# Requirement
Tally how many lines in the items below contain the word "glass". Reply with the number alone.
= = = = =
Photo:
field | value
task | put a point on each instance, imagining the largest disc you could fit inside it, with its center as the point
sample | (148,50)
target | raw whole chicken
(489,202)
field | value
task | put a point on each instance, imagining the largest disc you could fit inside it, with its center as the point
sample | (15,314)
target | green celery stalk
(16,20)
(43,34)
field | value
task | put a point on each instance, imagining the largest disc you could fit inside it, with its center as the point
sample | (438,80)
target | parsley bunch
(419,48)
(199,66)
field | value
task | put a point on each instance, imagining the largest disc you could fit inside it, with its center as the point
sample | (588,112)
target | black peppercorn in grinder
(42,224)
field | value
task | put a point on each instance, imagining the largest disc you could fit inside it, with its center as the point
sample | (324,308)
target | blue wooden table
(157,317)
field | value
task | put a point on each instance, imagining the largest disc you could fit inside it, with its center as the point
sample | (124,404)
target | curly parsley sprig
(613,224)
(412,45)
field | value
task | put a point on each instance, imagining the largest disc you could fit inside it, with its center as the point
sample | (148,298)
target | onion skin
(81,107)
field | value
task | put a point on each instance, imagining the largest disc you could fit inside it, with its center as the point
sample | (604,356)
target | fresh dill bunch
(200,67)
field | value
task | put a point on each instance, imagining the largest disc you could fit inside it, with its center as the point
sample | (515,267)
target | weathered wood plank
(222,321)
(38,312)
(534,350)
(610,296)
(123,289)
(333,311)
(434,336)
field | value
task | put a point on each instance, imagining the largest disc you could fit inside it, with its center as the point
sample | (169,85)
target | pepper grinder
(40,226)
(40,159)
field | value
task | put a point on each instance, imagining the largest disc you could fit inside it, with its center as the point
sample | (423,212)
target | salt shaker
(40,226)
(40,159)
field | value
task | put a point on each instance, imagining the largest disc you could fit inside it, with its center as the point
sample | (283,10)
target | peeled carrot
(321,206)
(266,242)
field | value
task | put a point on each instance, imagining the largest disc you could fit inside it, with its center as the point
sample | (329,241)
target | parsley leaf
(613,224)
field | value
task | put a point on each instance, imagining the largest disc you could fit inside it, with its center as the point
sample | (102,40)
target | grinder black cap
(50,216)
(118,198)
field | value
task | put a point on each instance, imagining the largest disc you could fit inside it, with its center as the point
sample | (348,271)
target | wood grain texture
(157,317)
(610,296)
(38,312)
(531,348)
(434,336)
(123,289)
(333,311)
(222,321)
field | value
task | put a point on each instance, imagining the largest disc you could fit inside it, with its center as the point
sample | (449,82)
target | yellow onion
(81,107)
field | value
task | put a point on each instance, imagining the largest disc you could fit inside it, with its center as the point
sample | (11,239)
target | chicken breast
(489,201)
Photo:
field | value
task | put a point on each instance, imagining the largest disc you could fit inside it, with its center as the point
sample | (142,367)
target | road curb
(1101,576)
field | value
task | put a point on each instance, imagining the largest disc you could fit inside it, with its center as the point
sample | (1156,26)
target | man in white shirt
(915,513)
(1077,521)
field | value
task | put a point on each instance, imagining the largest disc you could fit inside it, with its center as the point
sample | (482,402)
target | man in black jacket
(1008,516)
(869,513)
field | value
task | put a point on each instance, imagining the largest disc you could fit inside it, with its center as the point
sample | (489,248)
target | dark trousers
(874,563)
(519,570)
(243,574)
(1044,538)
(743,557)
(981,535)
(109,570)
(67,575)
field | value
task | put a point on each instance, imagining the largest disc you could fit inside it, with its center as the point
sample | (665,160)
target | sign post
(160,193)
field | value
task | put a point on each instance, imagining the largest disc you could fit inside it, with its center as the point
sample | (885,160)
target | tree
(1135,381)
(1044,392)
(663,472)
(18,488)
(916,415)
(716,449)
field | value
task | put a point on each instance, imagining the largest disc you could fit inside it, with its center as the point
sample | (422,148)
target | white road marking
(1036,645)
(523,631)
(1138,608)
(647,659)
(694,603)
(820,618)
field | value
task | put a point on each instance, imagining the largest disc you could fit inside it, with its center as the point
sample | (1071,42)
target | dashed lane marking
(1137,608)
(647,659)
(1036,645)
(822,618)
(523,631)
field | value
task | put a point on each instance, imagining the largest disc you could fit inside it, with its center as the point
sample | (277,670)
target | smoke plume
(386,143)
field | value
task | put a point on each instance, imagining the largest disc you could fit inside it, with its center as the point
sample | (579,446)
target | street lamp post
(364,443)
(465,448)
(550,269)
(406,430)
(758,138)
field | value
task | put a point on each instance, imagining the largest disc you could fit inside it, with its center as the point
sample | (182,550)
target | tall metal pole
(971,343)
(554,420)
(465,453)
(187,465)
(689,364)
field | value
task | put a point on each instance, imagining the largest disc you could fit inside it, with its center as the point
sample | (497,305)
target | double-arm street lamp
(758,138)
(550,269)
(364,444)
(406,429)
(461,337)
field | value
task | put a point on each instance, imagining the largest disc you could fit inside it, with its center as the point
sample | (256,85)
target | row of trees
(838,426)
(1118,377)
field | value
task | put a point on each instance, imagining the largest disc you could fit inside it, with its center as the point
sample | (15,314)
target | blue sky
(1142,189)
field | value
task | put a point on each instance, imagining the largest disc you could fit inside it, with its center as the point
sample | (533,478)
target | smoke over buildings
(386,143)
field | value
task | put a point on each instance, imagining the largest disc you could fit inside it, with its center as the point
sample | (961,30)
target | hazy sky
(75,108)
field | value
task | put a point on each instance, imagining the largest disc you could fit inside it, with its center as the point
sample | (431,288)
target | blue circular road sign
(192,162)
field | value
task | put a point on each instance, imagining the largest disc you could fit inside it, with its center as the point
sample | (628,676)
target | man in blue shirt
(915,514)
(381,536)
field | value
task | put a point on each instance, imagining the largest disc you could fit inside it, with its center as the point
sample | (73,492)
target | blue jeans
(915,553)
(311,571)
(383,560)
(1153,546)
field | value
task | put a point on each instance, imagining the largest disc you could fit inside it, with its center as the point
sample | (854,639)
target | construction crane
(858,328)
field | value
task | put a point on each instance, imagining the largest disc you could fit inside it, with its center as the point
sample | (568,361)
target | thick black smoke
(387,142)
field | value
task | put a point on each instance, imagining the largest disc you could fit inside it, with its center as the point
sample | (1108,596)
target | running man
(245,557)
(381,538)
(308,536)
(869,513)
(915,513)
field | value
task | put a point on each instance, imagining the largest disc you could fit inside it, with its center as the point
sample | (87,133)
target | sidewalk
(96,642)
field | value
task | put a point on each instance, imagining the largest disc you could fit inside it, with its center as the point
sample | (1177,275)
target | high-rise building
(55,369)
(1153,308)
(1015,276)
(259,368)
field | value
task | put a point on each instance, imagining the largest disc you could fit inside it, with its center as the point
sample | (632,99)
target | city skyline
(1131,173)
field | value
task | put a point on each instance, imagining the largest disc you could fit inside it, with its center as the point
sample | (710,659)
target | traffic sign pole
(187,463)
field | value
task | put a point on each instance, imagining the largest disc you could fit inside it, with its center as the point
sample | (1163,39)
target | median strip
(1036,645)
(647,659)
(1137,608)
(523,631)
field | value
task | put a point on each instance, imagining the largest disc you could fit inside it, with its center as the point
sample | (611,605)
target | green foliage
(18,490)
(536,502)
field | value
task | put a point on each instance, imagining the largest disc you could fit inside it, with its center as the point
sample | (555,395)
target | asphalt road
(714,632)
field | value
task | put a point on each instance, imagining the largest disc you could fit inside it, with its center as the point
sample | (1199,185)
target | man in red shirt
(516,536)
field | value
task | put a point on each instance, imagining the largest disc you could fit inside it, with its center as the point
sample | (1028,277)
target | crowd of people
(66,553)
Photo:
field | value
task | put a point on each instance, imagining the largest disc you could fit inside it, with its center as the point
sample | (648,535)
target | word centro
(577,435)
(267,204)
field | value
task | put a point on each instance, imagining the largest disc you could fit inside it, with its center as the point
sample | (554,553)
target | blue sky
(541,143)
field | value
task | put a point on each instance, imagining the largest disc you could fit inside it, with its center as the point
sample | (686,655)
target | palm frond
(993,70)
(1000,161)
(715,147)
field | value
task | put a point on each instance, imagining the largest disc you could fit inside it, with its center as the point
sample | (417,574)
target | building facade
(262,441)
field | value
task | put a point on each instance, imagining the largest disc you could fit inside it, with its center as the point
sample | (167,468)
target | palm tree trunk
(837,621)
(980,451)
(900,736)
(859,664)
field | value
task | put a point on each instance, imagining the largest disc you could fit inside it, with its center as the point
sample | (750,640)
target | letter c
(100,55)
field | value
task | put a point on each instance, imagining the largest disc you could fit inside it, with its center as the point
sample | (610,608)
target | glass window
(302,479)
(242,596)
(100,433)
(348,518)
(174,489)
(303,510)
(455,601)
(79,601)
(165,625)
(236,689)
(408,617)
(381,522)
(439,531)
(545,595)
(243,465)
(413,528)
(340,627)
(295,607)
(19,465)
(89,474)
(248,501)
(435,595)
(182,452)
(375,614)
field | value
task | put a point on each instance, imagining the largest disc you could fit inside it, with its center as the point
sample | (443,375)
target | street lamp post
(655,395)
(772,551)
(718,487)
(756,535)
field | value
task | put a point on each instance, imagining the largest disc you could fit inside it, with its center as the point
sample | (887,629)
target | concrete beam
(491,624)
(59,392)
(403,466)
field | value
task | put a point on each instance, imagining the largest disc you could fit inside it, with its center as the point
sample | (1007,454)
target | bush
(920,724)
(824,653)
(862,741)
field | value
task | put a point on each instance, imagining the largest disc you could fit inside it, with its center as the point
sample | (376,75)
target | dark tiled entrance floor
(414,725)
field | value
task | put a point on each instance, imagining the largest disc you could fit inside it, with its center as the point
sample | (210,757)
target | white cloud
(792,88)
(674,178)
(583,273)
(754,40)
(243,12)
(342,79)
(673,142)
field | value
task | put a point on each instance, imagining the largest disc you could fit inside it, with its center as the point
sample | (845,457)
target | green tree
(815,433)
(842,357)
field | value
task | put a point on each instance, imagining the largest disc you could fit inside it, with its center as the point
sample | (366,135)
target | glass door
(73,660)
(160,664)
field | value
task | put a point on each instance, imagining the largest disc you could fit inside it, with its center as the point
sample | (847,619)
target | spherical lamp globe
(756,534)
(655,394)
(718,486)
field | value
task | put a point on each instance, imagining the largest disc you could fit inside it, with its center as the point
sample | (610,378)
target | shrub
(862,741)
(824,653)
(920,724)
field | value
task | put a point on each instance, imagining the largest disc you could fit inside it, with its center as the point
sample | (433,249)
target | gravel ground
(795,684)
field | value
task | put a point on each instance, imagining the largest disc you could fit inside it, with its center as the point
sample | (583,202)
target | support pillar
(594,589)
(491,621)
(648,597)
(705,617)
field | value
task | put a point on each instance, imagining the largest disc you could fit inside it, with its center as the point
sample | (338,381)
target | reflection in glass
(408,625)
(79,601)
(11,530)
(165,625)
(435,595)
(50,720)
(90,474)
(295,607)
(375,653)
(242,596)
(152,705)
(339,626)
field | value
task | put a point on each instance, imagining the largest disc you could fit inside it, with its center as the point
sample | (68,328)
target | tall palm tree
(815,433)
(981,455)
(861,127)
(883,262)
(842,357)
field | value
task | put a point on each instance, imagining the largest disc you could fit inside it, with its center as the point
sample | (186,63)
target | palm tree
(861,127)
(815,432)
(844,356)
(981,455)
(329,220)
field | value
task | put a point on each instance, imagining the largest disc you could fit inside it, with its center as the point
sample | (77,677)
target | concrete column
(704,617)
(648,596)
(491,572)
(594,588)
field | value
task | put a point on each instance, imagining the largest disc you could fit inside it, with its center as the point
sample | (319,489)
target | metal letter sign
= = = = =
# Exercise response
3